Collected data
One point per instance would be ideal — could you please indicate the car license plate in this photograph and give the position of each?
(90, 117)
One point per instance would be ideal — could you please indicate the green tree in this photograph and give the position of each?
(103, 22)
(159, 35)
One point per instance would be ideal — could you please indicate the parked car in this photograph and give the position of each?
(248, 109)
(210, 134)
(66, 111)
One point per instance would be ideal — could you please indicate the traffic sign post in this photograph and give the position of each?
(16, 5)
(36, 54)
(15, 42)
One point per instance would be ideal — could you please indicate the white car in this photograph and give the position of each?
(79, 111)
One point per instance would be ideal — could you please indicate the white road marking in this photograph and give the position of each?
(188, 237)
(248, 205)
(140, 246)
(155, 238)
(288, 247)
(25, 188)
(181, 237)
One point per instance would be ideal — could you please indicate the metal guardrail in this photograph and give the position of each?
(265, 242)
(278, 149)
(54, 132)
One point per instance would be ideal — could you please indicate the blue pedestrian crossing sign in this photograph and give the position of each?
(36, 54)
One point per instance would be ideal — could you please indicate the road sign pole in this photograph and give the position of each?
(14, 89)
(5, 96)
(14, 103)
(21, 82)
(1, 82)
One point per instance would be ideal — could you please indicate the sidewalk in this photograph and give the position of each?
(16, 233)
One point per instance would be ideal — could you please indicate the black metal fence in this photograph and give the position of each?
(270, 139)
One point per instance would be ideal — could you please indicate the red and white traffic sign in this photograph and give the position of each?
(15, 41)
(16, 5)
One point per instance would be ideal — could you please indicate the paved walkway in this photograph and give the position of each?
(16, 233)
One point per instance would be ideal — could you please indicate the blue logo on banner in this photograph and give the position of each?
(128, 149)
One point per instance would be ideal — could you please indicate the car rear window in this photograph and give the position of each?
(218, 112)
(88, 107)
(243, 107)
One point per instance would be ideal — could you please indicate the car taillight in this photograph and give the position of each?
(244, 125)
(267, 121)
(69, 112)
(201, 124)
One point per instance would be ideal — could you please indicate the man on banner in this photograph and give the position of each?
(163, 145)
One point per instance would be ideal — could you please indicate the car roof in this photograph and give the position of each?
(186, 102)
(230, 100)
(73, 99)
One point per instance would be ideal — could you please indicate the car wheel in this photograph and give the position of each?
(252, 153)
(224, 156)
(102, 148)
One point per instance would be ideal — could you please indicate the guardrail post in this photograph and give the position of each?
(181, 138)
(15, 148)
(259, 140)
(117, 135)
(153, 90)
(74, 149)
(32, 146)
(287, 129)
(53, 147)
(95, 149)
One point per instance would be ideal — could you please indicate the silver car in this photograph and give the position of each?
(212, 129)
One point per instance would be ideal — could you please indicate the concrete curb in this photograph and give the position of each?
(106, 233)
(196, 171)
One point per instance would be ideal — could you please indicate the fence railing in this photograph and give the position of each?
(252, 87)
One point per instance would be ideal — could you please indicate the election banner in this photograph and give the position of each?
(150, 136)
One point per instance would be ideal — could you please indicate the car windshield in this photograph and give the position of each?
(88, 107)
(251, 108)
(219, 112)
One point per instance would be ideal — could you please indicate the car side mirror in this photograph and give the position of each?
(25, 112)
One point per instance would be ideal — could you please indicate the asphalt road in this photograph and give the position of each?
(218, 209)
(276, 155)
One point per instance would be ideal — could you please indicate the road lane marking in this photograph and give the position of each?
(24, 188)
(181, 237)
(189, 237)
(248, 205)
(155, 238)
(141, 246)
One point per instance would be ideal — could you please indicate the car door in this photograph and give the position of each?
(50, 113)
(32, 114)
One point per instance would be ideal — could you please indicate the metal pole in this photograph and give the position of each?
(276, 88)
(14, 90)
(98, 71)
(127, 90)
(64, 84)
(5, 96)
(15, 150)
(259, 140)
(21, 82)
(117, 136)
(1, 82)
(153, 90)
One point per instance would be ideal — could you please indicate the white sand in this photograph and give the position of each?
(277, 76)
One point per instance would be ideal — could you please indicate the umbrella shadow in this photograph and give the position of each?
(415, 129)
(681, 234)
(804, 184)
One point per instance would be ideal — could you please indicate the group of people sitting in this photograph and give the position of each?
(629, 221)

**Problem description:** Lay out every line of the items above as a JSON list of strings, one string per line, omitting blank lines.

**Result:**
[
  "One point per instance would be ideal — could you please indicate the car license plate in this photograph and give the position of each?",
  "(90, 117)",
  "One point per instance would be ideal — could you please indicate the green tree in this photograph and give the position of each?",
  "(103, 22)",
  "(159, 35)",
  "One point per instance would be ideal — could you please indicate the parked car in this photograph and give the position of each?",
  "(248, 109)",
  "(210, 134)",
  "(66, 111)",
  "One point per instance would be ideal — could you please indicate the traffic sign post in this photograph and give the position of each?",
  "(16, 5)",
  "(36, 54)",
  "(15, 42)",
  "One point per instance would be ideal — could you please indicate the white car in this photograph and give the position of each?",
  "(79, 111)",
  "One point per instance would be ideal — could you please indicate the white road marking in this photograph and give the position of each?",
  "(188, 237)",
  "(248, 205)",
  "(140, 246)",
  "(155, 238)",
  "(288, 247)",
  "(25, 188)",
  "(181, 237)",
  "One point per instance would be ideal — could you please indicate the metal guardrail in this photograph and give the position of each?",
  "(265, 242)",
  "(278, 149)",
  "(54, 132)",
  "One point per instance would be ideal — could you please indicate the blue pedestrian crossing sign in this photograph and give the position of each?",
  "(36, 54)",
  "One point per instance would be ideal — could you please indicate the road sign pole in this photograph and give the position of each?",
  "(14, 89)",
  "(5, 96)",
  "(14, 103)",
  "(21, 82)",
  "(1, 82)",
  "One point per instance would be ideal — could you please indicate the sidewalk in this photograph and give the position of each?",
  "(16, 233)",
  "One point per instance would be ideal — could you please indicate the black metal fence in this photograph and give the position of each?",
  "(270, 139)",
  "One point per instance would be ideal — could you please indicate the red and white traffic sign in this photograph and give the position of each?",
  "(15, 41)",
  "(16, 5)",
  "One point per instance would be ideal — could you please indicate the paved walkway in this photograph and give the position of each?",
  "(16, 233)",
  "One point per instance would be ideal — could you please indicate the blue logo on banner in this photograph and give the position of each?",
  "(128, 149)",
  "One point per instance would be ideal — could you please indicate the car rear window in this photograph and give the position of each?",
  "(218, 112)",
  "(88, 107)",
  "(243, 107)",
  "One point per instance would be ideal — could you please indicate the car taillight in this photograph and give the position of each?",
  "(244, 125)",
  "(267, 121)",
  "(69, 112)",
  "(201, 124)",
  "One point per instance would be ideal — could you please indicate the man on banner in this photograph and give the position of each?",
  "(163, 145)",
  "One point per instance would be ideal — could you please indicate the car roof in this photograph and give the position of each?",
  "(186, 102)",
  "(230, 100)",
  "(73, 99)",
  "One point per instance would be ideal — could you please indicate the car wheel in this photograph and give the position of each?",
  "(252, 153)",
  "(224, 156)",
  "(102, 148)",
  "One point per instance would be ideal — could you please indicate the guardrail post in this photograph and give the position of each?",
  "(181, 138)",
  "(15, 148)",
  "(259, 140)",
  "(117, 135)",
  "(153, 90)",
  "(74, 149)",
  "(32, 146)",
  "(287, 129)",
  "(53, 147)",
  "(95, 149)",
  "One point per instance would be ideal — could you please indicate the silver car in this photograph and give the position of each?",
  "(212, 129)",
  "One point per instance would be ideal — could you please indicate the concrete curb in this photograph and give the position of each?",
  "(106, 233)",
  "(196, 171)",
  "One point per instance would be ideal — could you please indicate the fence railing in this photograph and give the position of each?",
  "(252, 87)",
  "One point per instance would be ideal — could you please indicate the election banner in this photograph and give the position of each?",
  "(150, 136)",
  "One point per instance would be ideal — could you please indicate the car windshield in this photograph and give the position of each?",
  "(88, 107)",
  "(251, 108)",
  "(219, 112)",
  "One point per instance would be ideal — could you please indicate the car side mirror in this photograph and give the position of each?",
  "(25, 112)",
  "One point per instance would be ideal — could you please indicate the asphalt road in this photograph and give the position of each?",
  "(218, 209)",
  "(276, 155)",
  "One point per instance would be ideal — could you please indicate the road lane marking in this photograph and give the position of each?",
  "(24, 188)",
  "(181, 237)",
  "(189, 237)",
  "(248, 205)",
  "(155, 238)",
  "(141, 246)",
  "One point per instance would be ideal — could you please indicate the car door in this photograph and give the position of each?",
  "(50, 113)",
  "(32, 114)",
  "One point per instance would be ideal — could you please indicate the metal pole in this photograph and give the position of each?",
  "(276, 88)",
  "(14, 90)",
  "(98, 71)",
  "(127, 90)",
  "(64, 84)",
  "(5, 96)",
  "(15, 150)",
  "(259, 140)",
  "(21, 82)",
  "(117, 136)",
  "(1, 82)",
  "(153, 90)",
  "One point per instance would be ideal — could you please indicate the white sand in this photograph and give the position of each?",
  "(277, 76)",
  "One point per instance would be ideal — could you please indicate the umbrella shadow in this photograph and give the position of each?",
  "(415, 129)",
  "(681, 234)",
  "(804, 184)",
  "One point per instance would be ideal — could you please indicate the group of people sitting in this photograph and give the position of each?",
  "(629, 221)"
]